**本文:**
::::::::::

MISという呼称について

MISとは、ホームページにもあるように、もちろん、minimally invasive surgeryの略です。日本語では、「最小侵襲手術」と言います。

他の呼び方として、イギリスなどでは、key hole surgery、つまりそのまま「鍵穴手術」という表現をよく耳にします。鍵穴のような小さな切開で手術を行う、というイメージですね。

ただ、整形外科の他の分野、例えば脊椎、股関節や膝などでは、骨や関節に達するまでが小切開だったり、筋肉などの組織に切り込む範囲は少ないものの、切る対象となる骨などは直接見るものを、MISと表現するのが一般的です。

小切開であっても、切る対象を直接見ないで、触診や透視装置というレントゲン写真がリアルタイムに動画で見える器械を使って行う手術は、「経皮的手術」と表現されることが多いです。

::::::::::

**与えられた行:**
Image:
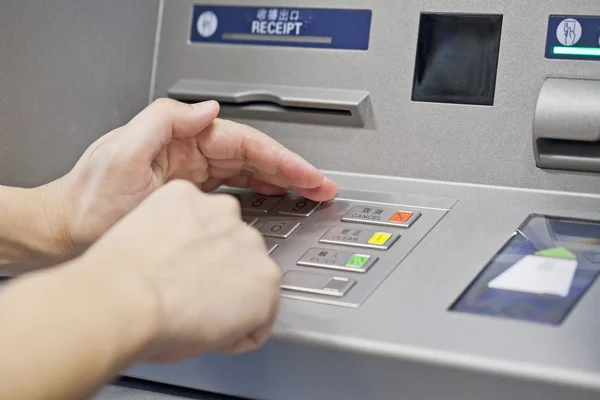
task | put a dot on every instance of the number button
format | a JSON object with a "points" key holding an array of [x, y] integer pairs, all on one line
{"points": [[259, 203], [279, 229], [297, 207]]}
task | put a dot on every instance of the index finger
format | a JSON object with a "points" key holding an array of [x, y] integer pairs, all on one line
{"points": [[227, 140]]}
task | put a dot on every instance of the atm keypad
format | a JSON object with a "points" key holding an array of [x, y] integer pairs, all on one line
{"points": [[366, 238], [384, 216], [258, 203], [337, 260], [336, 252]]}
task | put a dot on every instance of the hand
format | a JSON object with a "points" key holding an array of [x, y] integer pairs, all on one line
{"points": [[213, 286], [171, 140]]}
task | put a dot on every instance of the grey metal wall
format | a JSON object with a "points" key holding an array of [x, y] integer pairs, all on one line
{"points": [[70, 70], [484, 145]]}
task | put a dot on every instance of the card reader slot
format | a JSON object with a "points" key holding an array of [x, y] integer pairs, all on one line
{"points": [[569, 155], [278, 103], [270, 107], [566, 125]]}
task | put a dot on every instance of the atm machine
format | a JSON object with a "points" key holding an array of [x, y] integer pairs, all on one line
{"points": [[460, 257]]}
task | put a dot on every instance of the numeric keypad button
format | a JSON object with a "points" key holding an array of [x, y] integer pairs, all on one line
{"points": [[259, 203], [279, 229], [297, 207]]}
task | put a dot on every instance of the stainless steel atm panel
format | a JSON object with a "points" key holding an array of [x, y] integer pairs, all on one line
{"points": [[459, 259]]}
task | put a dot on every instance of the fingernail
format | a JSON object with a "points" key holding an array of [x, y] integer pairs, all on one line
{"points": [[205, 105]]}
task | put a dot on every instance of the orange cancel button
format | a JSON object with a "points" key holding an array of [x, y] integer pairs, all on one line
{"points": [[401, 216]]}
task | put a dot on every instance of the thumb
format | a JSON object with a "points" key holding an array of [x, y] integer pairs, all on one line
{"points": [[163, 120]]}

::::::::::

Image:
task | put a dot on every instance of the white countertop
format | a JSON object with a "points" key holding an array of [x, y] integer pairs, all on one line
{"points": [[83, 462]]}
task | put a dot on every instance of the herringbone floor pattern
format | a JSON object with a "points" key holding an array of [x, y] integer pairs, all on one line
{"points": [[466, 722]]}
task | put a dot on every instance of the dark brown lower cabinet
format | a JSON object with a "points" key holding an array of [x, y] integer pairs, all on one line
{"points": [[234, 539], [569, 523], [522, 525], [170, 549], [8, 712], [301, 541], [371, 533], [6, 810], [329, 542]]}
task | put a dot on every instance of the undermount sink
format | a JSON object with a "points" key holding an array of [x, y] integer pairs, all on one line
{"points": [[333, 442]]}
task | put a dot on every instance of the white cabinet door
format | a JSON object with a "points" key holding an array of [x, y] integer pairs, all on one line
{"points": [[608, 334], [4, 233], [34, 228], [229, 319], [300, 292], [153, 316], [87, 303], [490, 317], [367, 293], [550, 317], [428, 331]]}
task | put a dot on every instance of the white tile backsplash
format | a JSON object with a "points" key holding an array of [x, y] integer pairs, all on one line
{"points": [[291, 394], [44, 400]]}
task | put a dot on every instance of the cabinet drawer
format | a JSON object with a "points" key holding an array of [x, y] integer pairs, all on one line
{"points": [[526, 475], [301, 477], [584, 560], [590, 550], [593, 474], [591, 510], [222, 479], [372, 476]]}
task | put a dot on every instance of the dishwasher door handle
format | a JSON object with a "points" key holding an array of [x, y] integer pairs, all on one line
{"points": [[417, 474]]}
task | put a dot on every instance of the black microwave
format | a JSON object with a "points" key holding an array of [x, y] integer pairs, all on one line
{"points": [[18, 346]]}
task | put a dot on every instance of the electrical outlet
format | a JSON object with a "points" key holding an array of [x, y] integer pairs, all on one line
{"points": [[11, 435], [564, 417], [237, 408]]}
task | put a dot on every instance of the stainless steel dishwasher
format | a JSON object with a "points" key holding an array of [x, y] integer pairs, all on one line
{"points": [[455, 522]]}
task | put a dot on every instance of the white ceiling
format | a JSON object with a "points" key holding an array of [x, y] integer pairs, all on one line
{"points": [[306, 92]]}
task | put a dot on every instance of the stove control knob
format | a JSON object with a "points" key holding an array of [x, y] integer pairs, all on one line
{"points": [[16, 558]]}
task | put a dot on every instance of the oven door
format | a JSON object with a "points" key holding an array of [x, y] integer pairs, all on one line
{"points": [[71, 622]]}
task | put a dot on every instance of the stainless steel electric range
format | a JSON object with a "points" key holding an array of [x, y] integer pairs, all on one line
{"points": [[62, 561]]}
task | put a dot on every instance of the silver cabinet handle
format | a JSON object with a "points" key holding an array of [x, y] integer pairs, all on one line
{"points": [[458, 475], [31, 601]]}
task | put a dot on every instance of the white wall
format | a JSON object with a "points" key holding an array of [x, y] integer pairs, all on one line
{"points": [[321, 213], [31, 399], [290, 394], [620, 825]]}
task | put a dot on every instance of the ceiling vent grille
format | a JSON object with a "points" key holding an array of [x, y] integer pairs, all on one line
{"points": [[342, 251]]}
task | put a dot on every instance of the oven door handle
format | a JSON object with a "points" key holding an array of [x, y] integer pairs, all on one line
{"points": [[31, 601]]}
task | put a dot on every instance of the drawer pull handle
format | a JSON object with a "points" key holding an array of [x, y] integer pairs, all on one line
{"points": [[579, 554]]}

::::::::::

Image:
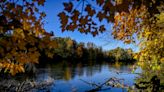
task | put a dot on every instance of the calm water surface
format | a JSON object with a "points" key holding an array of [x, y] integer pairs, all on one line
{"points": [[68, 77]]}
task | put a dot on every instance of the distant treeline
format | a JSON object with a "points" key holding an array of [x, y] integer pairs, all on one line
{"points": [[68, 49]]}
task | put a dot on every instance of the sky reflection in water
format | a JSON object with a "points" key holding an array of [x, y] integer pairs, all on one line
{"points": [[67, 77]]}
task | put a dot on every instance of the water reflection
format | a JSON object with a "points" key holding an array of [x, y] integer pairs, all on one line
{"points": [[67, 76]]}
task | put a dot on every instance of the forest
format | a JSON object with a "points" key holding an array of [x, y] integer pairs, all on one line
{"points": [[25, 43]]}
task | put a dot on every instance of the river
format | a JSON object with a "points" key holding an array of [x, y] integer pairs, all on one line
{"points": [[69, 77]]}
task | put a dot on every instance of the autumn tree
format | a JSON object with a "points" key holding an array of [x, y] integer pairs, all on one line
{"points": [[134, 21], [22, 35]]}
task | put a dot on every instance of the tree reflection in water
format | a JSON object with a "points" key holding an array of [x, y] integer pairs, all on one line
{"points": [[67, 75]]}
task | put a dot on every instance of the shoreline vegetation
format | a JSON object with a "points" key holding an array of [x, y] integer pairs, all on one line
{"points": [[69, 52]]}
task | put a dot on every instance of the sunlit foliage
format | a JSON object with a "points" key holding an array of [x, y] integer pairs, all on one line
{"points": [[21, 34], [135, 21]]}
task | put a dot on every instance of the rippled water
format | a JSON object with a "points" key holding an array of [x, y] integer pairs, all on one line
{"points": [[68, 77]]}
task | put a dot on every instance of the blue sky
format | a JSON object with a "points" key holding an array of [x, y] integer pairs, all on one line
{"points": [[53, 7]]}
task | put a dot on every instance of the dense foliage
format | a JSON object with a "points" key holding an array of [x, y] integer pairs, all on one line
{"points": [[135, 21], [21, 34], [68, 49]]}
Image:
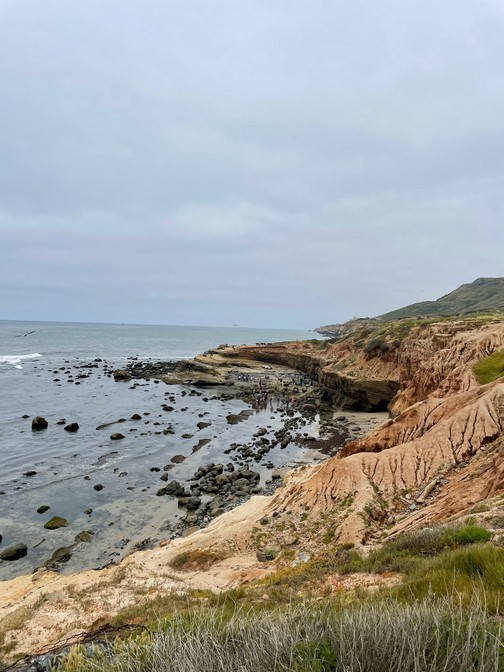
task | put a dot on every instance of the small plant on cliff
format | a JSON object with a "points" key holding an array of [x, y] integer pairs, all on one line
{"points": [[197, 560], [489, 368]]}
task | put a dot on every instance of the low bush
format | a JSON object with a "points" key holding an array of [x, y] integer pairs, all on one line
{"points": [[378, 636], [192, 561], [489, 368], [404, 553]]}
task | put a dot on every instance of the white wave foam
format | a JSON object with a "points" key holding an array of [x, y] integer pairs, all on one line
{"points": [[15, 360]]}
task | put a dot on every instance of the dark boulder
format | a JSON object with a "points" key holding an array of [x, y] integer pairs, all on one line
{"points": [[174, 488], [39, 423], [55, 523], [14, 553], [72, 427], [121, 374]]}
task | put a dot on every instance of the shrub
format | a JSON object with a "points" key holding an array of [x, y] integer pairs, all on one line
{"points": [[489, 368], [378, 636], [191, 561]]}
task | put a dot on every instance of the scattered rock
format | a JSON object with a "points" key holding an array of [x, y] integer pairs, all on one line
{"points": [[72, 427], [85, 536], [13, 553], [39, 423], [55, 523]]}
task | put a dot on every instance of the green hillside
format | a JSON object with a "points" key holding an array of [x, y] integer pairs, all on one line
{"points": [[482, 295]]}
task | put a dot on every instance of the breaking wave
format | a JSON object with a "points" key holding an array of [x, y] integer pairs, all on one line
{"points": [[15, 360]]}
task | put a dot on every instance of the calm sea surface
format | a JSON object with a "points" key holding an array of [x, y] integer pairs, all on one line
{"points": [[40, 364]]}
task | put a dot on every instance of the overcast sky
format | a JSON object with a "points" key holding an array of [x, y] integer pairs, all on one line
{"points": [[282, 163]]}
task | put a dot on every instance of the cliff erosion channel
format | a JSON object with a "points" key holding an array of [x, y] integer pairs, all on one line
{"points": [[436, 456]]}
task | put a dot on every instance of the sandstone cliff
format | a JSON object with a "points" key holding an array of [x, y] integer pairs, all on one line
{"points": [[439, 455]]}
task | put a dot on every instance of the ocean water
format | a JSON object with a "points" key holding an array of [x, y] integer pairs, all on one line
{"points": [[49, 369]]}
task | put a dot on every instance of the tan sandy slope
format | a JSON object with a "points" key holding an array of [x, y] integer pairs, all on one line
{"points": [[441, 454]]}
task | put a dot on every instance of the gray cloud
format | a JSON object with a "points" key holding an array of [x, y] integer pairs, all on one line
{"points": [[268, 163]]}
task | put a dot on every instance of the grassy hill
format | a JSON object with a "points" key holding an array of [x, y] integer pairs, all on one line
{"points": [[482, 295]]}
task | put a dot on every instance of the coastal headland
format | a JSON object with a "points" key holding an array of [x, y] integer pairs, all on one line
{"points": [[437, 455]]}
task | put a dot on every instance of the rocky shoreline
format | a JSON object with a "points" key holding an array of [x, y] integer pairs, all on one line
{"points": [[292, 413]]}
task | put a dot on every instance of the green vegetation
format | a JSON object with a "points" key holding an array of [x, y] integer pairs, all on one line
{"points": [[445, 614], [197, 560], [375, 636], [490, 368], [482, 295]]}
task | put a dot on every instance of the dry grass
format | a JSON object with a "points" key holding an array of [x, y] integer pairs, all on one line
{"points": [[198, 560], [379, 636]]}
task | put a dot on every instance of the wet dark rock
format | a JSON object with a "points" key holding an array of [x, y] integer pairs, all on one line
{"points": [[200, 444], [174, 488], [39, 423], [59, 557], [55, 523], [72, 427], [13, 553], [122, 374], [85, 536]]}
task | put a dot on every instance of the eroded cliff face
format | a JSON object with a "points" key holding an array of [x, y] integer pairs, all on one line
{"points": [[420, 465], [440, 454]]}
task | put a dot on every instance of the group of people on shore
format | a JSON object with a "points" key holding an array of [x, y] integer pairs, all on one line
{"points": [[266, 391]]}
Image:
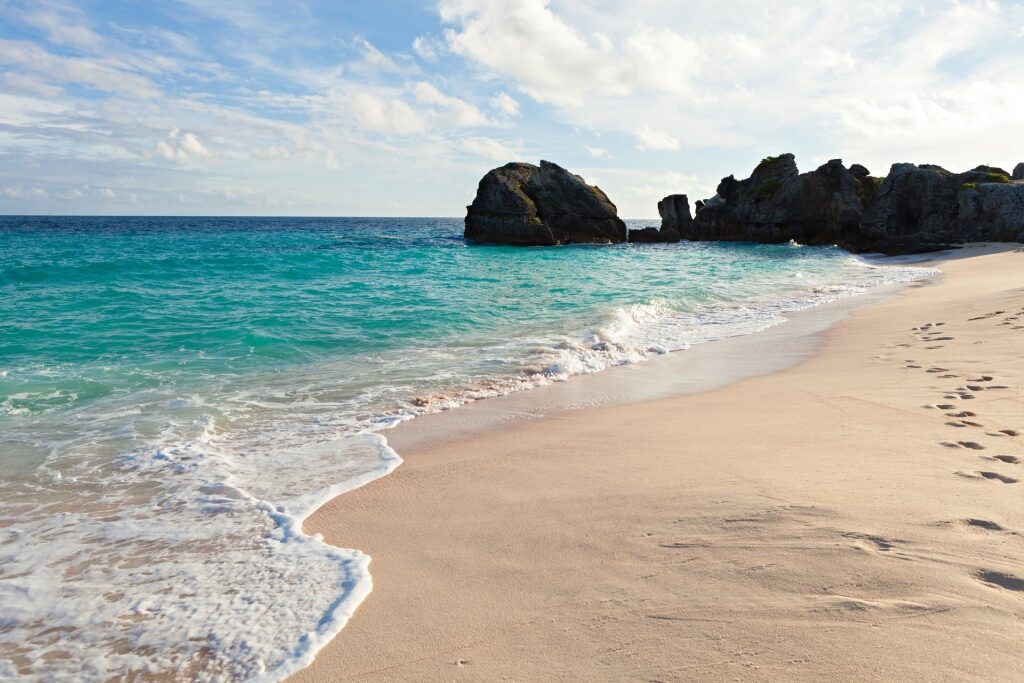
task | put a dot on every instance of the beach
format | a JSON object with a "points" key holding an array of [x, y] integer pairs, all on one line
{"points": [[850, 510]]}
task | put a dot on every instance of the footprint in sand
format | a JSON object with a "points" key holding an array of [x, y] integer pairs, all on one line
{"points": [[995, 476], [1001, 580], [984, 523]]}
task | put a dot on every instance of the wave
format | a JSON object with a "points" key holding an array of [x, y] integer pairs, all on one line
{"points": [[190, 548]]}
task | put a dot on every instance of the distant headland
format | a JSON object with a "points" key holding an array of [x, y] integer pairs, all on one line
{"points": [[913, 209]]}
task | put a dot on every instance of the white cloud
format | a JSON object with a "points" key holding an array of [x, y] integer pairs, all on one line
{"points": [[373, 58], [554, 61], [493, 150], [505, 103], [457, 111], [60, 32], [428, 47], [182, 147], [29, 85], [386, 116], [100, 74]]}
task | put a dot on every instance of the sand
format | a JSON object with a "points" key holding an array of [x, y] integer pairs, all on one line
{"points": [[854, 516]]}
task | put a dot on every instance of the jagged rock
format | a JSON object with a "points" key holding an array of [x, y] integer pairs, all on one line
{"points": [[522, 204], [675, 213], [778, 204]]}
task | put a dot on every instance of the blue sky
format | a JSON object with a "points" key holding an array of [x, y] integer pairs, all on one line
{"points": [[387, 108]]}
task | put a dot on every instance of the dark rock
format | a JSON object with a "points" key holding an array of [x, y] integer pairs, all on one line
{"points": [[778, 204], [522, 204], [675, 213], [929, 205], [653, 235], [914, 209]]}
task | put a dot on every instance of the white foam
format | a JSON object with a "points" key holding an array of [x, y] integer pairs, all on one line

::::::::::

**課題:** MISという呼称についての本文を、最後の文に続けて書き継ぐこと。 これらの行は別の出典から取ったものである。

**解答:**
まとめると・・・

小切開であっても、切る対象を直視する手術→MIS、直視しない手術→経皮的手術

というのが、日本の整形外科での一般的な通念だと思います。

ただ、海外ではこれらがゴッチャに使われていることが多く、海外の学会発表や論文、書籍の中では、むしろMISと表現しているほうが多いです。当然、新術式を開発、命名された先生や、有名な論文の著者自身がMISと表現していることも多くなります。

下の本でも、タイトルにはMIS(minimally invasive surgery)とありますが、中には経皮的手術と表現している章もあります。

オーストラリアやアメリカの先生の一部は、経皮的手術と表現し、例えば外反母趾手術のMICA法(minimally invasive chevron and Akin osteotomy)のことを、PECA法(percutaneous chevron and Akin osteotomy)と呼んだりしています。

私は、少なくとも日本の学会では、MISではなく「経皮的手術」と言ったほうが正しいと思っているので、今までの学会発表では「経皮的手術」と表現したり、講演の最初に、「術式の開発者や以前の論文の著者がMISと言っておられるので、それに敬意を払って、両方の表現が出てくることをご容赦ください」と、あらかじめお伝えしてから講演を始めるようにしています。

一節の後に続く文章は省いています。